■ SET TASK ■
Recast each item below as a JSON list of strings with one string per line, leaving out any blank lines.

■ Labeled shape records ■

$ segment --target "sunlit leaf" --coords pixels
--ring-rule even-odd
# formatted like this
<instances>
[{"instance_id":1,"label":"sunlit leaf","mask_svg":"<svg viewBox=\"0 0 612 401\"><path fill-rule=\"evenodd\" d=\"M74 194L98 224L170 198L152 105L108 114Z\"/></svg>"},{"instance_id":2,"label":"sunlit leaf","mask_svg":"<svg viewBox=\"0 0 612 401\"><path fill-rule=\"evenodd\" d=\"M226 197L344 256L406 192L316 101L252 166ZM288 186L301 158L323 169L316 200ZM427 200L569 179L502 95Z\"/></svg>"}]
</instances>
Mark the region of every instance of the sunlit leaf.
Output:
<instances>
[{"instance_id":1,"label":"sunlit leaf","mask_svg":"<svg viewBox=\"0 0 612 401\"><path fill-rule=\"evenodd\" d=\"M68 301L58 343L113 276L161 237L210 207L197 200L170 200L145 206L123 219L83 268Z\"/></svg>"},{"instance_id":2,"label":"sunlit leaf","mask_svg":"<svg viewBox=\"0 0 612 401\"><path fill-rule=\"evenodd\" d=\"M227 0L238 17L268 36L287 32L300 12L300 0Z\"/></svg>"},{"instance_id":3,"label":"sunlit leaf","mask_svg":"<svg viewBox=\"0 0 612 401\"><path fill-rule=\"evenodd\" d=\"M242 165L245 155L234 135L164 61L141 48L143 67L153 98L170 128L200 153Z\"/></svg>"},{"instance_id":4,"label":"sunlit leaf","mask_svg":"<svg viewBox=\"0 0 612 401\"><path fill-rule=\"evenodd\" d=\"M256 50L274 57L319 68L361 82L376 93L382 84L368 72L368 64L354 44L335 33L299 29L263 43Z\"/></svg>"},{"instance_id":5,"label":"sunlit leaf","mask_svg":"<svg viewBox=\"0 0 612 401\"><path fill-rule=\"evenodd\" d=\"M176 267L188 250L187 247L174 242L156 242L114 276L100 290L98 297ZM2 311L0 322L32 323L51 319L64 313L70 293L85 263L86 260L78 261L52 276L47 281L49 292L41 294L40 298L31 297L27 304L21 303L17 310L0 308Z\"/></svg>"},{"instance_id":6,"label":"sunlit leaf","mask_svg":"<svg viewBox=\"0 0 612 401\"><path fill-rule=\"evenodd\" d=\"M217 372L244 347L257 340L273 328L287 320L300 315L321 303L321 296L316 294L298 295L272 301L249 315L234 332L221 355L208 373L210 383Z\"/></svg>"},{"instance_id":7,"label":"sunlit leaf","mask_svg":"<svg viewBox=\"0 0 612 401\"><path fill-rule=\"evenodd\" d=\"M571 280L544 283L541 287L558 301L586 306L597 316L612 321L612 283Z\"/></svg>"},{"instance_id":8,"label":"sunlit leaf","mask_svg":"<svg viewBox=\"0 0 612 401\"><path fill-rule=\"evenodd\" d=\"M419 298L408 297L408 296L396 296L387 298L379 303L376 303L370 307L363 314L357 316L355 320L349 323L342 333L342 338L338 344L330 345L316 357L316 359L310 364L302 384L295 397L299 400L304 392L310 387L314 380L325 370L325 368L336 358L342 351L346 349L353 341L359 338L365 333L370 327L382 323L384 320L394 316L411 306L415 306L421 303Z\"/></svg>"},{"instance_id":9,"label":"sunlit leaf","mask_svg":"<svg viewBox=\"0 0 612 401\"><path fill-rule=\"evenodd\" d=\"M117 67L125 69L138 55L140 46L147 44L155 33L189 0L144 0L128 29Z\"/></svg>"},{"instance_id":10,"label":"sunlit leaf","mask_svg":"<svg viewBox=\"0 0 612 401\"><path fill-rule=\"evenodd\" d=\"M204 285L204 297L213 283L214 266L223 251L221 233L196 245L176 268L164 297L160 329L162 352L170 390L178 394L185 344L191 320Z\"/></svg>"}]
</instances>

■ TASK RESULT ■
[
  "$ segment --target \"sunlit leaf\" --coords pixels",
  "--ring-rule even-odd",
  "# formatted like this",
  "<instances>",
  "[{\"instance_id\":1,\"label\":\"sunlit leaf\",\"mask_svg\":\"<svg viewBox=\\\"0 0 612 401\\\"><path fill-rule=\\\"evenodd\\\" d=\\\"M74 194L98 224L170 198L152 105L108 114Z\\\"/></svg>\"},{\"instance_id\":2,\"label\":\"sunlit leaf\",\"mask_svg\":\"<svg viewBox=\\\"0 0 612 401\\\"><path fill-rule=\\\"evenodd\\\" d=\\\"M226 197L344 256L406 192L316 101L252 166ZM288 186L301 158L323 169L316 200ZM427 200L569 179L502 95Z\\\"/></svg>\"}]",
  "</instances>",
  "Mark the region of every instance of the sunlit leaf.",
  "Output:",
  "<instances>",
  "[{\"instance_id\":1,\"label\":\"sunlit leaf\",\"mask_svg\":\"<svg viewBox=\\\"0 0 612 401\\\"><path fill-rule=\\\"evenodd\\\" d=\\\"M68 301L58 343L113 276L161 237L210 207L197 200L170 200L145 206L123 219L83 268Z\\\"/></svg>\"},{\"instance_id\":2,\"label\":\"sunlit leaf\",\"mask_svg\":\"<svg viewBox=\\\"0 0 612 401\\\"><path fill-rule=\\\"evenodd\\\" d=\\\"M227 0L238 17L268 36L287 32L300 12L300 0Z\\\"/></svg>\"},{\"instance_id\":3,\"label\":\"sunlit leaf\",\"mask_svg\":\"<svg viewBox=\\\"0 0 612 401\\\"><path fill-rule=\\\"evenodd\\\" d=\\\"M242 165L245 155L234 135L164 61L141 48L143 67L153 98L170 128L200 153Z\\\"/></svg>\"},{\"instance_id\":4,\"label\":\"sunlit leaf\",\"mask_svg\":\"<svg viewBox=\\\"0 0 612 401\\\"><path fill-rule=\\\"evenodd\\\" d=\\\"M256 50L274 57L319 68L361 82L376 93L382 84L368 72L368 64L354 44L335 33L299 29L263 43Z\\\"/></svg>\"},{\"instance_id\":5,\"label\":\"sunlit leaf\",\"mask_svg\":\"<svg viewBox=\\\"0 0 612 401\\\"><path fill-rule=\\\"evenodd\\\" d=\\\"M176 267L188 250L187 247L174 242L156 242L114 276L100 290L98 297ZM2 311L0 322L32 323L51 319L64 313L70 293L85 263L86 260L78 261L52 276L47 281L49 292L41 294L40 298L31 297L27 304L21 303L17 310L0 308Z\\\"/></svg>\"},{\"instance_id\":6,\"label\":\"sunlit leaf\",\"mask_svg\":\"<svg viewBox=\\\"0 0 612 401\\\"><path fill-rule=\\\"evenodd\\\" d=\\\"M217 372L244 347L257 340L273 328L287 320L300 315L321 303L321 296L316 294L298 295L272 301L249 315L234 332L221 355L208 373L210 383Z\\\"/></svg>\"},{\"instance_id\":7,\"label\":\"sunlit leaf\",\"mask_svg\":\"<svg viewBox=\\\"0 0 612 401\\\"><path fill-rule=\\\"evenodd\\\" d=\\\"M571 280L544 283L541 287L558 301L586 306L597 316L612 321L612 283Z\\\"/></svg>\"},{\"instance_id\":8,\"label\":\"sunlit leaf\",\"mask_svg\":\"<svg viewBox=\\\"0 0 612 401\\\"><path fill-rule=\\\"evenodd\\\" d=\\\"M419 298L408 297L408 296L396 296L387 298L379 303L376 303L370 307L363 314L357 316L355 320L349 323L342 333L342 338L338 344L330 345L316 357L316 359L310 364L302 384L295 397L299 400L304 392L310 387L314 380L325 370L325 368L336 358L342 351L346 349L353 341L359 338L365 333L370 327L382 323L384 320L394 316L411 306L415 306L421 303Z\\\"/></svg>\"},{\"instance_id\":9,\"label\":\"sunlit leaf\",\"mask_svg\":\"<svg viewBox=\\\"0 0 612 401\\\"><path fill-rule=\\\"evenodd\\\" d=\\\"M117 67L125 69L138 55L140 46L147 44L155 33L189 0L144 0L128 29Z\\\"/></svg>\"},{\"instance_id\":10,\"label\":\"sunlit leaf\",\"mask_svg\":\"<svg viewBox=\\\"0 0 612 401\\\"><path fill-rule=\\\"evenodd\\\" d=\\\"M204 285L204 297L213 283L214 266L223 251L221 233L196 245L176 268L164 297L160 329L162 352L170 390L178 394L185 344L191 320Z\\\"/></svg>\"}]",
  "</instances>"
]